## Texto original:
---
Iñaki Otano
En aquella ocasión se presentaron algunos a contar a Jesús lo de los galileos, cuya sangre vertió Pilato con la de los sacrificios que ofrecían. Jesús les contestó: “¿Pensáis que esos galileos eran más pecadores que los demás galileos, porque acabaron así? Os digo que no; y si no os convertís, todos pereceréis lo mismo. Y aquellos dieciocho que murieron aplastados por la torre de Siloé, ¿pensáis que eran más culpables que los demás habitantes de Jerusalén? Os digo que no. Y si no os convertís, todos pereceréis de la misma manera”.
Y les dijo esta parábola: “Uno tenía una higuera plantada en su viña, y fue a buscar fruto en ella, y no lo encontró. Dijo entonces al viñador: ‘Ya ves: tres años llevo viniendo a buscar fruto en esta higuera, y no lo encuentro. Córtala. ¿Para qué va a ocupar terreno en balde?’. Pero el viñador contestó: ‘Señor, déjala todavía este año; yo cavaré alrededor y le echaré estiércol, a ver si da fruto. Si no, el año que viene la cortarás’”. (Lc 13, 1-9)
Reflexión:
En el tiempo de Jesús hubo un momento en que dos hechos conmocionaron a la gente, y todo el mundo hablaba de ello. Uno de esos hechos fue la represalia sangrienta de Pilato contra los galileos que se habían rebelado contra el poder romano: mandó pasar a cuchillo a los jefes y a parte de la población. El otro suceso fue que se cayó un muro y aplastó a dieciocho.
La gente comentaba estas cosas y algunos pensaban que había sido un castigo de Dios por los pecados cometidos. Pero Jesús niega que estas dos desgracias se deban a un castigo por los pecados, puesto que los galileos que murieron así no eran más pecadores que otros muchos galileos que no murieron de una manera tan trágica.
---
## Extracto de registros:
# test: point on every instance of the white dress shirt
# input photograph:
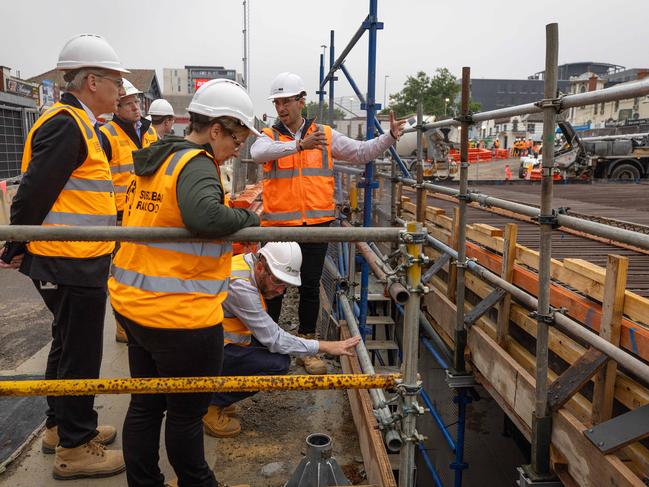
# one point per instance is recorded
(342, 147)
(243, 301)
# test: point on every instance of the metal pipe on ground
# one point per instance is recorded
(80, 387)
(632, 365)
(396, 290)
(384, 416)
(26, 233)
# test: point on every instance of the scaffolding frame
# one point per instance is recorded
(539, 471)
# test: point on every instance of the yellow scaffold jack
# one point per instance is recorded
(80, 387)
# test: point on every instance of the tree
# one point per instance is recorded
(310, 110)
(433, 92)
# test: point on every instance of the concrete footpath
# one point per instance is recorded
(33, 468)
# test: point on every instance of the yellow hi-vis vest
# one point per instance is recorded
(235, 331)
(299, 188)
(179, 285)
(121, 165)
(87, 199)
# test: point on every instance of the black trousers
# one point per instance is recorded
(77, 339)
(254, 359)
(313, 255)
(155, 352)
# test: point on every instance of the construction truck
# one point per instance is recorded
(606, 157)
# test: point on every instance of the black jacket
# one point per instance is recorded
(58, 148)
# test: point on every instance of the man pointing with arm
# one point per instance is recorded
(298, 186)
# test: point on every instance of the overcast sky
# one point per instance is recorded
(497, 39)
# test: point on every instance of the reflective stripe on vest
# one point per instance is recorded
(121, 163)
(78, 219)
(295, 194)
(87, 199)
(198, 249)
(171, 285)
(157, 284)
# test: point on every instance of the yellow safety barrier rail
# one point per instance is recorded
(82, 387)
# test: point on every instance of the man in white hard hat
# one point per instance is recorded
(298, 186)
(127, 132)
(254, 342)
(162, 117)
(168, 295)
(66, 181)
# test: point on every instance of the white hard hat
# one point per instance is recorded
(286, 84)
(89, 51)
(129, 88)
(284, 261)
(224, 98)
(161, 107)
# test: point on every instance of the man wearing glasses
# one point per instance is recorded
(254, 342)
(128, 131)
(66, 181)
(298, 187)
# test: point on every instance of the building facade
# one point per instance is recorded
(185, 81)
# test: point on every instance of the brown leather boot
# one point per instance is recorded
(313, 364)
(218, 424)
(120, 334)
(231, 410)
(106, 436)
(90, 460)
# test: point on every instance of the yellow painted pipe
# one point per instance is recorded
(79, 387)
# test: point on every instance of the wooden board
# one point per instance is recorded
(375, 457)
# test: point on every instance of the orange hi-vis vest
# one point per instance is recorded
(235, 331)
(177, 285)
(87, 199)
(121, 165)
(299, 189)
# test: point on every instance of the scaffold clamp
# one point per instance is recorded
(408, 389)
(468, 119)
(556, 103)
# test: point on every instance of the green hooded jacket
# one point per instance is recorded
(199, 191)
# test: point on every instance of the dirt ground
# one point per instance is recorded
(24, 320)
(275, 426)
---
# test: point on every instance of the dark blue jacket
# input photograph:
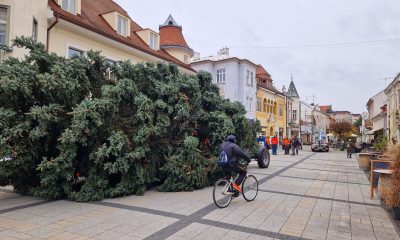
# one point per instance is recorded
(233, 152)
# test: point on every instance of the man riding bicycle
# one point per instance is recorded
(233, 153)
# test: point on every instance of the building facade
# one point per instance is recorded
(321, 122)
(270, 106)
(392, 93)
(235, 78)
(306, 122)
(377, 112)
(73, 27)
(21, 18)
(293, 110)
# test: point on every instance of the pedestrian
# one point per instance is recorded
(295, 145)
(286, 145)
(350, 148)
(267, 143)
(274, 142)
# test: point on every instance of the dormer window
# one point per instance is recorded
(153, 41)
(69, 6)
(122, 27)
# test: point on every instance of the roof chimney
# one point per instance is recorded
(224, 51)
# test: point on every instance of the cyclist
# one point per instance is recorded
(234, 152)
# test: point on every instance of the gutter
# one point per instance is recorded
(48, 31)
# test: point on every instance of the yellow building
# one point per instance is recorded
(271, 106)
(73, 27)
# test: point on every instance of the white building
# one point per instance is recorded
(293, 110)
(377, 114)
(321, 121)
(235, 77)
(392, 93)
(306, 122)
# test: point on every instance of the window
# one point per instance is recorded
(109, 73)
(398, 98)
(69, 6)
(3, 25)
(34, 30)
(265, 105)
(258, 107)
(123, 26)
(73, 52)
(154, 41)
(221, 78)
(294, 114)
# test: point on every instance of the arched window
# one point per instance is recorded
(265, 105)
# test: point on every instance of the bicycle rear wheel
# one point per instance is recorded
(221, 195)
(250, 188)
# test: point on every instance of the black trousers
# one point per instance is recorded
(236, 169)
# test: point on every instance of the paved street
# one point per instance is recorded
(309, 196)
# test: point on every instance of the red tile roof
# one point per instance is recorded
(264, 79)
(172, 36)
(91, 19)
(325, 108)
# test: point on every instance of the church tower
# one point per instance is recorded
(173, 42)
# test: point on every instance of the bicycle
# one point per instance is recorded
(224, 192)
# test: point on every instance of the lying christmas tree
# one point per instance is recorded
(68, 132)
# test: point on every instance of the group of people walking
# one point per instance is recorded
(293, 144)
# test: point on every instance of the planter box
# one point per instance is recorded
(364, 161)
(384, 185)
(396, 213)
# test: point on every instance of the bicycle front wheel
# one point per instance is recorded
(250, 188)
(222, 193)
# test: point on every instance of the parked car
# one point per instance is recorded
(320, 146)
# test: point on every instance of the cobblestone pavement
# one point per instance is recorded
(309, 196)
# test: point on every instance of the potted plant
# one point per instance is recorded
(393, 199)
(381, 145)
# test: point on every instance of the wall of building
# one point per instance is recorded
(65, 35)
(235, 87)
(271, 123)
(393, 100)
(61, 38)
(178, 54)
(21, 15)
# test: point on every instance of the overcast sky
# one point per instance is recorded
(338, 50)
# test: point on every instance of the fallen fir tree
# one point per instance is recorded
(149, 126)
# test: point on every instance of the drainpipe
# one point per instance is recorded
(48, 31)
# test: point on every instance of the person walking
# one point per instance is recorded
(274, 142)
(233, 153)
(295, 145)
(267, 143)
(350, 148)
---
## Tu tarea:
Sigue escribiendo la reflexión sobre el Evangelio de la higuera a partir de su última frase.

## Resultado del ejercicio:
Al mismo tiempo, Jesús quiere sacar una consecuencia positiva: Convertíos. Que el mal y la desgracia no nos venzan sino que seamos nosotros los que les ganemos la partida. Un sufrimiento, una enfermedad, una desgracia, pueden ser una ocasión de vivir el amor. Por ejemplo, ante una persona que está enferma, tenemos que hacer todo lo posible para que se cure, pero al mismo tiempo la enfermedad suscita una mayor atención, una mayor solidaridad y sacrificio por el enfermo. Una desgracia a evitar, la enfermedad, puede provocar un amor más grande. Juan Pablo II, tras afirmar que “el evangelio es la negación de la pasividad ante el sufrimiento”, asigna a este el papel de “provocar el amor, para hacer nacer obras de amor al prójimo, para transformar toda la civilización humana en la civilización del amor”.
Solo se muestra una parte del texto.